PASSAGE FOR REVIEW:
************

Acceptance and Commitment Therapy (ACT) is being delivered effectively by various disciplines in diverse professional settings, for addressing a broad range of populations across multiple geographic locations.  By deepening the understanding of how language and cognition are foundational for effective interventions, Relational Frame Theory provides a framework from which ACT interventions can be both flexible and comprehensive. Considering language as the intervention, the current workshop outlines how clinicians can increase accessibility and meet the ever growing complexities of child and adolescent mental health settings

Clinicians increasingly support children and adolescents (C&A) with differing intellectual skill sets, varying neurotypes and from early intervention settings all the way through developmental trajectories to young adulthood.  While clinical presentations, individual life histories and language capabilities can vary a lot, the increase in C&A mental health difficulties is only going in one direction.  Therapists need sensitive and responsive tool kits to meet increasing mental health demands with compassion and skill. Understanding individual language needs, and the traps that both the client and the therapist can fall into, can go a long way towards enhancing clinical effectiveness.  As our C&A populations progress along their individual developmental trajectories, our clinical tools need to grow up too, and quickly.

************

LISTED RECORDS:
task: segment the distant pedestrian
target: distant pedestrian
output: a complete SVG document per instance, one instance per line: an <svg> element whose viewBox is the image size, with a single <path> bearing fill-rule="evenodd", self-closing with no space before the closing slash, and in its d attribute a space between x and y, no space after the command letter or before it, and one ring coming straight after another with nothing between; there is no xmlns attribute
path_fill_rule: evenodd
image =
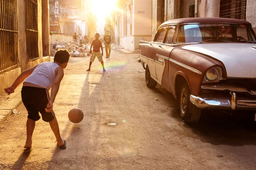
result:
<svg viewBox="0 0 256 170"><path fill-rule="evenodd" d="M92 44L91 44L90 49L90 54L91 54L92 55L90 60L89 69L87 71L90 71L90 67L94 61L94 59L95 59L96 56L97 56L99 61L101 62L102 65L103 71L106 71L105 68L104 68L104 63L103 62L103 59L102 59L102 56L103 56L103 47L102 47L101 41L99 40L99 34L96 33L95 34L95 40L93 40L92 42ZM92 51L92 48L93 47L93 51ZM102 54L100 54L100 48L102 50Z"/></svg>
<svg viewBox="0 0 256 170"><path fill-rule="evenodd" d="M88 37L86 35L84 35L84 42L85 42L85 45L87 44L87 42L88 41Z"/></svg>
<svg viewBox="0 0 256 170"><path fill-rule="evenodd" d="M82 45L82 42L83 41L83 37L82 36L82 35L81 35L80 34L80 36L79 36L79 44L80 45Z"/></svg>
<svg viewBox="0 0 256 170"><path fill-rule="evenodd" d="M38 112L41 113L43 120L49 122L59 148L66 147L66 141L61 137L52 107L64 76L63 69L67 67L70 56L67 50L57 51L54 56L54 62L42 62L25 70L11 87L4 89L6 93L9 95L14 93L17 86L25 80L21 90L21 98L28 115L24 152L30 152L32 148L32 135L35 122L40 119ZM49 91L51 88L50 96Z"/></svg>
<svg viewBox="0 0 256 170"><path fill-rule="evenodd" d="M112 40L111 36L109 35L109 31L106 31L106 35L104 38L104 44L105 44L105 50L106 50L106 58L109 58L110 52L111 52L111 43Z"/></svg>
<svg viewBox="0 0 256 170"><path fill-rule="evenodd" d="M78 39L78 36L76 34L76 33L75 32L73 35L73 41L75 42L77 42L77 39Z"/></svg>

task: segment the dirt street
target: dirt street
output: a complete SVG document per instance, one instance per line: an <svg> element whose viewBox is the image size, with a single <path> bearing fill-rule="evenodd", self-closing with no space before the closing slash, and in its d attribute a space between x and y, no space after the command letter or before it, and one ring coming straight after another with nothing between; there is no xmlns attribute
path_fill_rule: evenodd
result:
<svg viewBox="0 0 256 170"><path fill-rule="evenodd" d="M54 110L67 149L58 149L41 119L33 150L23 153L27 114L21 105L17 109L22 113L0 126L0 169L255 169L256 125L250 118L205 111L198 124L186 124L171 94L147 87L137 54L112 53L104 58L105 72L97 59L86 71L88 57L70 58L65 70ZM68 118L74 107L84 115L76 124Z"/></svg>

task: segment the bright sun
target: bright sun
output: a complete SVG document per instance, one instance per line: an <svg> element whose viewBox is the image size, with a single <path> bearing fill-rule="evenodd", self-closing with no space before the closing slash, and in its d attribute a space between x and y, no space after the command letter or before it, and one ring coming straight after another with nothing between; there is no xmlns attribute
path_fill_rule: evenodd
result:
<svg viewBox="0 0 256 170"><path fill-rule="evenodd" d="M117 0L90 0L90 11L97 18L97 28L99 33L103 33L106 17L110 17L111 12L117 9Z"/></svg>

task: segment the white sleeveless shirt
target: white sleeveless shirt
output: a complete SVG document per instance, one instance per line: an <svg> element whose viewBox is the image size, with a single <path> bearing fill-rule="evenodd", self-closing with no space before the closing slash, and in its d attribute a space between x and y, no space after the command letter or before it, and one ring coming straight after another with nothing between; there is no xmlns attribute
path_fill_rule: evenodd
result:
<svg viewBox="0 0 256 170"><path fill-rule="evenodd" d="M32 74L24 81L50 90L55 78L55 69L60 67L53 62L44 62L39 64Z"/></svg>

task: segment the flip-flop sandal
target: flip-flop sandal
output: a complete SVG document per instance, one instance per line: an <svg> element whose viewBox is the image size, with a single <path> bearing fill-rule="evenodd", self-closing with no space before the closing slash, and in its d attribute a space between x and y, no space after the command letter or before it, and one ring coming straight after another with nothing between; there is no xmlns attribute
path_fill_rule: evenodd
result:
<svg viewBox="0 0 256 170"><path fill-rule="evenodd" d="M66 146L66 140L65 140L65 139L64 139L64 145L62 146L59 146L59 147L60 149L66 149L66 148L67 147L67 146Z"/></svg>
<svg viewBox="0 0 256 170"><path fill-rule="evenodd" d="M33 149L33 147L28 147L27 148L23 147L23 152L31 152L31 150Z"/></svg>

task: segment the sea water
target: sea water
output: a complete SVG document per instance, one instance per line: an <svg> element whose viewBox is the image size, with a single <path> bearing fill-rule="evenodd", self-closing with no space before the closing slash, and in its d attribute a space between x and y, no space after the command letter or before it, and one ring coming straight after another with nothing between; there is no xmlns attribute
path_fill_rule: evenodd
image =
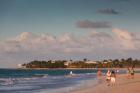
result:
<svg viewBox="0 0 140 93"><path fill-rule="evenodd" d="M71 71L73 76L69 75ZM96 84L96 72L96 69L0 69L0 93L68 93L89 80Z"/></svg>

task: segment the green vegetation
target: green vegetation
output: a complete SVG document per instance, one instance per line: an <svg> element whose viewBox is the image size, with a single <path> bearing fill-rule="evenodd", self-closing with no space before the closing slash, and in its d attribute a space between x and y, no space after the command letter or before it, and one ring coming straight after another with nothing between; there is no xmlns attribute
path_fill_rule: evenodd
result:
<svg viewBox="0 0 140 93"><path fill-rule="evenodd" d="M123 67L140 67L140 60L132 58L128 59L115 59L115 60L103 60L96 61L93 63L88 63L87 59L82 61L66 61L66 60L56 60L56 61L31 61L27 64L22 64L26 68L123 68Z"/></svg>

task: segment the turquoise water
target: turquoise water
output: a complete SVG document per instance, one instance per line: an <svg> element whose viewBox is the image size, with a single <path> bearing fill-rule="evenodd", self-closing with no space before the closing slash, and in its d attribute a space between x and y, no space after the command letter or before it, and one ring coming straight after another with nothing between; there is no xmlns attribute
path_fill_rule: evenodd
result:
<svg viewBox="0 0 140 93"><path fill-rule="evenodd" d="M70 71L74 76L69 75ZM86 80L94 80L92 83L96 84L96 72L94 69L0 69L0 93L65 93Z"/></svg>

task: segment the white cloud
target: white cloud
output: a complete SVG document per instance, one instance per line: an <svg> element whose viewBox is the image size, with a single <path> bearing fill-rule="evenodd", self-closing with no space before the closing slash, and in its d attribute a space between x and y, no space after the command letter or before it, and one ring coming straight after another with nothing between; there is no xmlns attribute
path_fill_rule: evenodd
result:
<svg viewBox="0 0 140 93"><path fill-rule="evenodd" d="M113 29L113 32L116 35L116 41L118 41L118 43L121 44L121 46L125 49L125 50L135 50L135 40L134 40L134 33L128 32L126 30L122 30L122 29Z"/></svg>
<svg viewBox="0 0 140 93"><path fill-rule="evenodd" d="M75 36L65 33L59 37L50 34L35 35L23 32L15 38L9 38L0 43L0 58L5 62L12 58L25 61L27 57L53 56L78 57L80 55L90 57L128 57L131 52L140 51L140 33L128 32L127 30L114 28L112 33L92 31L85 36ZM136 55L138 56L138 52ZM2 55L2 56L1 56ZM11 59L6 59L7 56ZM70 55L70 56L69 56ZM64 58L63 57L63 58ZM65 59L65 58L64 58ZM6 64L6 63L5 63Z"/></svg>

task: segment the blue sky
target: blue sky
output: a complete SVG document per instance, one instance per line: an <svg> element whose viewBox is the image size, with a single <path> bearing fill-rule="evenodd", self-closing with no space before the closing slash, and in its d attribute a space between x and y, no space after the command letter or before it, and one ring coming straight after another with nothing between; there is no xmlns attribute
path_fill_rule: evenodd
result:
<svg viewBox="0 0 140 93"><path fill-rule="evenodd" d="M79 20L109 21L113 27L130 31L139 30L139 0L0 0L0 2L1 39L25 31L48 32L55 35L63 32L83 34L87 29L75 26ZM106 15L97 12L99 9L107 8L112 8L120 14Z"/></svg>
<svg viewBox="0 0 140 93"><path fill-rule="evenodd" d="M50 38L52 40L55 37L58 37L57 39L65 38L66 40L71 40L71 42L77 42L78 40L81 40L81 39L76 39L76 41L74 41L72 39L73 37L87 38L89 34L91 33L93 34L93 31L96 32L96 34L94 32L95 36L97 37L96 39L100 39L99 38L100 36L101 38L105 39L106 34L108 36L111 35L111 37L114 38L114 36L112 36L113 34L112 31L116 34L116 36L118 37L118 40L120 39L120 37L122 39L122 35L124 34L125 35L123 37L126 37L128 39L131 39L131 38L137 39L139 36L133 37L134 35L133 36L131 35L139 33L139 24L140 24L139 4L140 4L140 0L0 0L0 42L1 42L0 49L5 49L3 48L4 46L12 45L13 49L12 48L10 49L14 50L15 47L22 46L25 44L25 42L22 42L23 37L24 39L26 39L27 37L32 37L34 35L41 35L45 33L49 34L49 35L46 35L47 38L49 37L49 40ZM122 31L123 34L120 31ZM69 34L72 34L72 35L69 35ZM41 36L36 36L34 38L30 38L30 39L28 38L27 40L31 40L31 41L34 40L35 42L35 40L40 37ZM7 40L13 40L13 38L15 41L18 41L18 42L20 41L20 44L18 43L14 45L15 41L14 43L12 41L12 44L7 43L9 42ZM59 42L59 41L56 41L57 39L55 38L56 43ZM89 40L89 38L87 38L87 40ZM114 38L113 40L116 40L116 38ZM105 41L105 42L108 43L108 41ZM115 42L118 42L118 41L116 40ZM122 45L125 46L125 48L127 49L128 48L135 49L134 45L139 44L139 41L134 41L136 42L134 45L132 45L132 42L133 41L130 42L130 41L124 40ZM102 42L96 41L93 43L94 44L97 43L98 45L98 43L102 43ZM128 45L130 47L128 47ZM48 45L44 45L44 46L48 46ZM49 46L55 46L55 44L53 45L51 43L51 45ZM58 44L58 47L59 47L59 44ZM63 47L61 46L61 48ZM97 46L94 46L94 47L97 47ZM20 58L19 60L22 60L22 62L27 62L27 60L29 59L24 57L27 53L26 52L27 50L25 51L25 49L22 49L22 48L23 46L20 47L20 49L19 47L18 49L15 49L16 52L14 51L14 54L13 52L11 54L11 51L9 50L9 48L6 48L5 49L6 52L4 51L0 53L0 57L3 59L2 64L4 64L4 66L7 67L9 61L12 60L13 57L15 59ZM73 49L73 46L70 47L70 49ZM102 50L102 49L108 50L107 46L105 46L105 48L104 47L99 48L98 50ZM17 53L17 50L18 50L18 53ZM81 49L79 51L81 52L83 50ZM23 52L23 51L25 54L20 54L20 52ZM139 51L139 48L137 51ZM60 53L60 51L59 53L54 52L53 49L50 52L51 54L46 54L46 55L51 56L52 58L54 58L54 55L58 56ZM38 57L38 55L41 56L42 54L42 52L39 54L37 53L36 55L33 55L33 53L34 53L33 50L30 51L29 53L30 55L28 56L31 56L34 58L34 57ZM58 56L57 58L61 58L61 59L65 58L64 55L66 54L67 53L63 53L61 57ZM96 54L98 55L96 56ZM8 56L10 55L11 59L6 59L7 55ZM94 56L91 56L91 55L94 55ZM99 55L101 55L101 57L99 57ZM80 59L82 57L87 57L87 58L92 58L92 59L94 58L100 59L100 58L122 57L118 55L119 54L111 52L109 53L108 56L105 56L103 53L100 53L100 51L96 51L95 54L89 53L89 55L87 55L86 53L83 53L83 54L72 53L70 55L68 54L66 58L75 57L75 59L76 58ZM136 57L136 58L139 57L138 56L139 54L136 53L135 50L133 51L131 50L131 52L125 51L123 55L125 55L125 57L130 57L131 55L133 55L133 57ZM13 60L12 62L14 63L14 65L12 65L11 67L15 67L15 65L18 63L18 62L15 62L15 60Z"/></svg>

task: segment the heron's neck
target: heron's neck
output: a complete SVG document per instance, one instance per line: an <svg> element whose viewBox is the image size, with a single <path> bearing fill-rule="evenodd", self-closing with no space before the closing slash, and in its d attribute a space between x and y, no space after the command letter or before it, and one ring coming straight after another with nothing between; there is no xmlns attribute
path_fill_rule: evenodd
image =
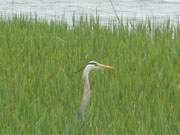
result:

************

WHAT YOU WILL DO:
Reproduce the passage on Acceptance and Commitment Therapy for child and adolescent mental health above in full, word for word.

TASK RESULT:
Acceptance and Commitment Therapy (ACT) is being delivered effectively by various disciplines in diverse professional settings, for addressing a broad range of populations across multiple geographic locations.  By deepening the understanding of how language and cognition are foundational for effective interventions, Relational Frame Theory provides a framework from which ACT interventions can be both flexible and comprehensive. Considering language as the intervention, the current workshop outlines how clinicians can increase accessibility and meet the ever growing complexities of child and adolescent mental health settings

Clinicians increasingly support children and adolescents (C&A) with differing intellectual skill sets, varying neurotypes and from early intervention settings all the way through developmental trajectories to young adulthood.  While clinical presentations, individual life histories and language capabilities can vary a lot, the increase in C&A mental health difficulties is only going in one direction.  Therapists need sensitive and responsive tool kits to meet increasing mental health demands with compassion and skill. Understanding individual language needs, and the traps that both the client and the therapist can fall into, can go a long way towards enhancing clinical effectiveness.  As our C&A populations progress along their individual developmental trajectories, our clinical tools need to grow up too, and quickly.